**Required task a**
Return every line of the entries below that contains the string "target". Case counts.

++++ Passage to read ++++

Rationalise: $x = \dfrac{60(\sqrt{3} + 1)}{(\sqrt{3})^2 - 1^2} = \dfrac{60(\sqrt{3} + 1)}{2} = 30(\sqrt{3} + 1) \approx 81.96$ m.

So $h = x \approx 81.96$ m. The two angles in radians are $30° = \pi/6$ and $45° = \pi/4$.

Final answer: Building height $\approx 81.96$ m. Angles in radians: $\pi/6$ and $\pi/4$.

Where Angles of Depression Are the Working Tool

The concept is not classroom-only — it sits behind several professional tasks where a measured downward angle becomes a usable number.

• Aviation glide slopes. The Instrument Landing System's glide-slope beam is set at a depression angle of $3°$ from the runway threshold; aircraft on a stabilized final approach hold that depression angle from their altimeter view to the threshold lights. A 1° deviation triggers a stabilization warning.

• Marine surveying. From a coastal observation post, the angle of depression to a buoy combined with the post's known height fixes the buoy's horizontal distance — used for harbour pilotage charts.

• Forestry — clinometer measurements. A forester at the canopy walks back from a tree until the angle of depression to the base equals the angle of elevation to the top — at which point the horizontal distance equals the tree's height above eye level.

• Mining and excavation. Open-pit mines specify bench slopes as depression angles; the safe-slope angle (typically $36°$–$45°$) is the depression angle from the top of one bench to the toe of the next.

• Drone-based mapping. A drone's downward-facing camera carries a depression angle for every pixel — converting pixel-to-ground coordinates is an angle-of-depression chain calculation.

The angle of depression is the dual of elevation — the angle the observer's view tilts below horizontal when the object sits below.

A Brief History of Heights and Distances

The angle of depression has worked alongside elevation since the earliest astronomical observations, and named figures in the heights-and-distances tradition deserve credit.

Aryabhata (476–550 CE, India) included depression-angle problems in the Aryabhatiya (499 CE) — using shadow lengths and tower heights to compute the sun's depression below the horizon at dawn. His sine table, computed at $3.75°$ intervals, was the working tool of Indian surveyors for the next 800 years.

Bhaskara II (1114–1185, India) gave explicit heights-and-distances algorithms in the Lilavati — problems like "from the top of a tree of height $h$, the angle of depression to a deer..." translate almost word-for-word into modern CBSE Class 10 exam questions.

The story worth telling — Heron of Alexandria (c. 10 – c. 70 CE, Greece-Egypt). Heron wrote a treatise titled Dioptra describing a precursor to the modern theodolite. To measure the height of a wall too tall to climb, Heron's dioptra was levelled, the angle of depression to the wall's base was read off a graduated bronze ring, and a second sighting at the wall's top gave the elevation angle. Two angles, one baseline, and a Greek scholar with a brass instrument — enough to measure a fortification without touching it. The dioptra survived in working form into the medieval Islamic world, where astronomers like Al-Battani used the same down-angle reading to calibrate astrolabes against Polaris.

++++ Supplied information ++++

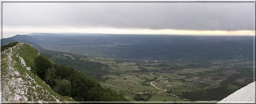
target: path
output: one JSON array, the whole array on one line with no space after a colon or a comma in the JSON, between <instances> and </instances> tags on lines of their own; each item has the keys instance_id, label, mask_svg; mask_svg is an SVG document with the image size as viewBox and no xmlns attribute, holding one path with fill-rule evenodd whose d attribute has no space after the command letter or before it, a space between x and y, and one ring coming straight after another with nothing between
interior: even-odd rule
<instances>
[{"instance_id":1,"label":"path","mask_svg":"<svg viewBox=\"0 0 256 104\"><path fill-rule=\"evenodd\" d=\"M112 67L112 66L110 66L110 65L109 65L110 64L110 63L108 63L108 66L109 66L110 67L112 68L113 68L113 69L117 69L117 70L122 71L123 72L124 72L124 73L125 73L122 70L116 69Z\"/></svg>"}]
</instances>

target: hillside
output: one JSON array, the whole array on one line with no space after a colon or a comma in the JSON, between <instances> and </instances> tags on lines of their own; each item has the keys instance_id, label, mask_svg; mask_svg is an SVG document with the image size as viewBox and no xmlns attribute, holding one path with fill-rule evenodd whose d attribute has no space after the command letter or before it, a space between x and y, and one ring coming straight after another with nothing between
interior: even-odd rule
<instances>
[{"instance_id":1,"label":"hillside","mask_svg":"<svg viewBox=\"0 0 256 104\"><path fill-rule=\"evenodd\" d=\"M3 47L3 102L129 101L74 68L56 64L28 44Z\"/></svg>"},{"instance_id":2,"label":"hillside","mask_svg":"<svg viewBox=\"0 0 256 104\"><path fill-rule=\"evenodd\" d=\"M40 54L35 49L20 43L1 54L3 102L74 101L55 93L30 71L33 59Z\"/></svg>"}]
</instances>

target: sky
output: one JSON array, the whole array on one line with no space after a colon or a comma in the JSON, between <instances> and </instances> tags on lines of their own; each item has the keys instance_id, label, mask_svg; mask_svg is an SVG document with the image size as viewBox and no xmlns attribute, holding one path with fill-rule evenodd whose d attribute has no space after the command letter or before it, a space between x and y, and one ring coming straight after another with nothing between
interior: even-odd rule
<instances>
[{"instance_id":1,"label":"sky","mask_svg":"<svg viewBox=\"0 0 256 104\"><path fill-rule=\"evenodd\" d=\"M11 2L2 6L3 38L32 33L254 34L254 2Z\"/></svg>"}]
</instances>

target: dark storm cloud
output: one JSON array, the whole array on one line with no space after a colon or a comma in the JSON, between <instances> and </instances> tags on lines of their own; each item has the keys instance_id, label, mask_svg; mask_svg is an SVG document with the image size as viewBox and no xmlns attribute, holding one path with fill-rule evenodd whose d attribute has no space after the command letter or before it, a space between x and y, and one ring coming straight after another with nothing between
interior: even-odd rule
<instances>
[{"instance_id":1,"label":"dark storm cloud","mask_svg":"<svg viewBox=\"0 0 256 104\"><path fill-rule=\"evenodd\" d=\"M3 24L9 27L253 30L254 3L4 2Z\"/></svg>"}]
</instances>

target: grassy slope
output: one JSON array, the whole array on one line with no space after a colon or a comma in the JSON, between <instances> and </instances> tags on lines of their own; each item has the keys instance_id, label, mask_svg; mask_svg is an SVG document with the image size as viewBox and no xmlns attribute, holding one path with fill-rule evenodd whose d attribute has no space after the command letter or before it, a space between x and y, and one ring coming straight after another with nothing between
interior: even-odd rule
<instances>
[{"instance_id":1,"label":"grassy slope","mask_svg":"<svg viewBox=\"0 0 256 104\"><path fill-rule=\"evenodd\" d=\"M19 49L14 49L12 47L12 49L13 52L14 51L16 52L16 54L18 53L19 55L25 61L26 67L30 67L30 65L33 62L33 61L34 58L37 56L37 50L35 49L32 47L30 46L27 45L26 44L24 44L22 45L22 46L20 46L19 44L17 44L18 45L17 47ZM9 52L9 49L6 50L4 52L8 53ZM15 60L17 62L20 62L19 59L19 57L16 57L15 54L13 54L12 58L13 58L13 60ZM3 58L6 57L6 56L3 55ZM7 67L7 66L4 63L5 62L3 62L3 69L6 68ZM24 77L24 75L26 75L26 73L27 73L29 76L31 77L32 78L34 79L35 81L37 83L38 85L41 86L43 88L43 89L44 91L47 90L48 92L50 95L54 96L56 97L59 98L60 101L74 101L73 100L67 98L65 97L62 97L61 95L59 95L58 93L55 93L54 91L50 87L49 87L48 85L46 83L44 82L41 79L39 78L39 77L36 75L33 74L32 72L27 70L25 68L23 67L22 65L20 64L13 64L14 65L14 68L16 68L18 69L18 71L20 74L21 75L20 77L23 79L26 79ZM4 73L3 73L3 75L4 75ZM24 81L26 80L25 80ZM32 86L35 86L37 84L32 84ZM32 91L33 90L31 89L29 89L29 91ZM36 89L37 92L38 92L39 93L41 93L42 89ZM28 94L29 94L30 92L28 92ZM31 93L31 92L30 92ZM42 94L43 95L43 94ZM42 95L43 96L43 95ZM33 97L33 99L35 99L35 97ZM44 98L43 100L45 101L56 101L53 97L52 96L49 96L48 97L45 97L43 96L39 97ZM28 97L28 100L29 101L30 99L31 98Z\"/></svg>"}]
</instances>

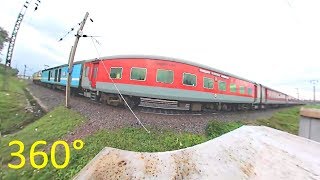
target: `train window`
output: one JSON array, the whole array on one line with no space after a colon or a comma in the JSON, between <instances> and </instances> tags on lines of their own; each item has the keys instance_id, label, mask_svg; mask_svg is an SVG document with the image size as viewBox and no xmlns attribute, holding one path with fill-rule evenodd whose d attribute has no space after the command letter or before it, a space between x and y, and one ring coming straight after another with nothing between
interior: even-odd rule
<instances>
[{"instance_id":1,"label":"train window","mask_svg":"<svg viewBox=\"0 0 320 180\"><path fill-rule=\"evenodd\" d=\"M97 78L98 67L93 68L93 78Z\"/></svg>"},{"instance_id":2,"label":"train window","mask_svg":"<svg viewBox=\"0 0 320 180\"><path fill-rule=\"evenodd\" d=\"M240 86L240 94L244 94L245 93L245 88L244 86Z\"/></svg>"},{"instance_id":3,"label":"train window","mask_svg":"<svg viewBox=\"0 0 320 180\"><path fill-rule=\"evenodd\" d=\"M90 71L90 67L87 66L85 71L84 71L84 77L88 77L89 76L89 71Z\"/></svg>"},{"instance_id":4,"label":"train window","mask_svg":"<svg viewBox=\"0 0 320 180\"><path fill-rule=\"evenodd\" d=\"M190 73L183 73L183 84L187 86L196 86L197 76Z\"/></svg>"},{"instance_id":5,"label":"train window","mask_svg":"<svg viewBox=\"0 0 320 180\"><path fill-rule=\"evenodd\" d=\"M122 78L122 68L121 67L110 68L110 78L121 79Z\"/></svg>"},{"instance_id":6,"label":"train window","mask_svg":"<svg viewBox=\"0 0 320 180\"><path fill-rule=\"evenodd\" d=\"M252 89L248 88L248 95L252 95Z\"/></svg>"},{"instance_id":7,"label":"train window","mask_svg":"<svg viewBox=\"0 0 320 180\"><path fill-rule=\"evenodd\" d=\"M145 81L146 80L147 69L146 68L131 68L130 79Z\"/></svg>"},{"instance_id":8,"label":"train window","mask_svg":"<svg viewBox=\"0 0 320 180\"><path fill-rule=\"evenodd\" d=\"M157 70L157 82L172 83L173 82L173 71L158 69Z\"/></svg>"},{"instance_id":9,"label":"train window","mask_svg":"<svg viewBox=\"0 0 320 180\"><path fill-rule=\"evenodd\" d=\"M230 84L230 92L237 92L237 85L236 84Z\"/></svg>"},{"instance_id":10,"label":"train window","mask_svg":"<svg viewBox=\"0 0 320 180\"><path fill-rule=\"evenodd\" d=\"M58 73L58 82L60 82L61 80L61 69L59 69L59 73Z\"/></svg>"},{"instance_id":11,"label":"train window","mask_svg":"<svg viewBox=\"0 0 320 180\"><path fill-rule=\"evenodd\" d=\"M203 77L203 87L208 89L213 89L213 79Z\"/></svg>"},{"instance_id":12,"label":"train window","mask_svg":"<svg viewBox=\"0 0 320 180\"><path fill-rule=\"evenodd\" d=\"M219 90L226 91L227 90L227 84L224 81L219 81Z\"/></svg>"}]
</instances>

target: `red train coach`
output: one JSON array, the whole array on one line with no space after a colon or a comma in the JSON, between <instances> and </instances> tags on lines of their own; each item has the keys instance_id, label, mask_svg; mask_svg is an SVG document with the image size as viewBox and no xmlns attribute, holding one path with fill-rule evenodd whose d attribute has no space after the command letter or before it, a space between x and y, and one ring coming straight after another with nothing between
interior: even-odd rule
<instances>
[{"instance_id":1,"label":"red train coach","mask_svg":"<svg viewBox=\"0 0 320 180\"><path fill-rule=\"evenodd\" d=\"M85 96L99 97L111 105L123 104L117 89L130 106L138 105L140 97L176 100L180 106L190 104L193 111L251 108L262 101L258 85L250 80L167 57L89 60L84 64L81 83Z\"/></svg>"}]
</instances>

++++

**Required task b**
Rewrite the stretch of the angles-of-depression passage from "Aryabhata (476–550 CE, India)" through "next 800 years.", putting "navigators" in place of "surveyors".

**Reply a**
target: path
target: hillside
target: sky
target: dark storm cloud
target: grassy slope
target: `train window`
target: `red train coach`

**Reply b**
Aryabhata (476–550 CE, India) included depression-angle problems in the Aryabhatiya (499 CE) — using shadow lengths and tower heights to compute the sun's depression below the horizon at dawn. His sine table, computed at $3.75°$ intervals, was the working tool of Indian navigators for the next 800 years.